— What to do —
Would you return, word for word, the lines of the data below from the line with "Category: sweater sleeve" through the line with "pixel 127 212", and no others?

Stored items from a collection
☆ ☆ ☆ ☆

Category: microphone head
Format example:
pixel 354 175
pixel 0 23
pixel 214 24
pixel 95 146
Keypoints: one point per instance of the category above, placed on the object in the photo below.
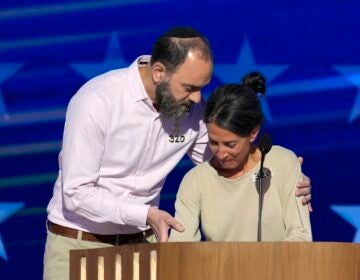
pixel 264 144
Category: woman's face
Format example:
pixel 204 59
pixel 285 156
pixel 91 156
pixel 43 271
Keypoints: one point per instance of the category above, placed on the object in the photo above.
pixel 230 150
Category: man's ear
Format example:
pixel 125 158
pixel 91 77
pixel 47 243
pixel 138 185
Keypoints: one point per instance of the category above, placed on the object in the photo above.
pixel 254 133
pixel 158 72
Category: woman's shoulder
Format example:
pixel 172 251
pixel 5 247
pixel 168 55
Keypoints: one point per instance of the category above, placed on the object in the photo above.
pixel 281 153
pixel 200 169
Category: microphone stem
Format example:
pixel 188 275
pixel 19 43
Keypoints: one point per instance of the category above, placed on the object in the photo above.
pixel 260 197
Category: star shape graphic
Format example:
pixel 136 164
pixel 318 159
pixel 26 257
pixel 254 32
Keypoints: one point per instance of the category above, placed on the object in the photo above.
pixel 233 73
pixel 113 60
pixel 351 214
pixel 7 209
pixel 6 70
pixel 352 74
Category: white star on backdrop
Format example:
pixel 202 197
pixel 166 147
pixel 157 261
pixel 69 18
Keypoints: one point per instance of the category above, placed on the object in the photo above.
pixel 351 214
pixel 113 60
pixel 233 73
pixel 6 210
pixel 6 70
pixel 352 73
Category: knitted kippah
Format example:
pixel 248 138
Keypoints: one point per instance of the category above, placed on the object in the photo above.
pixel 182 32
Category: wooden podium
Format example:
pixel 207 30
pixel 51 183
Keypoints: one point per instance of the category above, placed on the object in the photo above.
pixel 219 261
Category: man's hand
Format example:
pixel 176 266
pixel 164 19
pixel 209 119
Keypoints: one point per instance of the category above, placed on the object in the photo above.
pixel 304 189
pixel 160 221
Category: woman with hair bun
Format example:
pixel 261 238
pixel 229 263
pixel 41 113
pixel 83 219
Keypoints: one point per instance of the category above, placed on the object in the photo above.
pixel 219 199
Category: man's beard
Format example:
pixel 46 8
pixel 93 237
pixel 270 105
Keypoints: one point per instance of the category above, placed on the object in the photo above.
pixel 168 106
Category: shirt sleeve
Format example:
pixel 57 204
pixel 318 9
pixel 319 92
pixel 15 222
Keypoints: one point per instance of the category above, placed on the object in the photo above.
pixel 82 150
pixel 296 215
pixel 200 151
pixel 187 210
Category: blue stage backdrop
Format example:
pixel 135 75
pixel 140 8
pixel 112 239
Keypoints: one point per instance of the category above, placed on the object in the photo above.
pixel 308 50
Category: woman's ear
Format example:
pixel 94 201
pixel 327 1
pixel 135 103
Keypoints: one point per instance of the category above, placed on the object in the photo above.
pixel 158 72
pixel 254 133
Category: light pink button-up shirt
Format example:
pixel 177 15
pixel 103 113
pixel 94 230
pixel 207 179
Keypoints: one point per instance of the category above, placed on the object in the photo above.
pixel 116 154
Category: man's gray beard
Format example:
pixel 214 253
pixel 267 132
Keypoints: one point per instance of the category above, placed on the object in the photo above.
pixel 167 104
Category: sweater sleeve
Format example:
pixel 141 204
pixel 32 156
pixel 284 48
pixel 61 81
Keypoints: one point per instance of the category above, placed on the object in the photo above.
pixel 187 210
pixel 296 215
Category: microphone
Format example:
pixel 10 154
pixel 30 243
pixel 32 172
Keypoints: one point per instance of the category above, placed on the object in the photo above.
pixel 264 145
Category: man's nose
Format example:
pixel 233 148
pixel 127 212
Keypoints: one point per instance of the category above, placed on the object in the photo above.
pixel 195 96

☆ ☆ ☆ ☆

— The answer —
Category: sweater sleeve
Format example:
pixel 141 204
pixel 32 156
pixel 284 48
pixel 61 81
Keypoints: one point per instance of the category above, placed on the object in the photo above.
pixel 187 210
pixel 296 215
Category: microphone
Format example:
pixel 10 154
pixel 30 243
pixel 32 172
Keypoints: one point per instance of the category above, placed on the object in the photo above.
pixel 264 145
Category: man's nose
Format example:
pixel 233 148
pixel 127 212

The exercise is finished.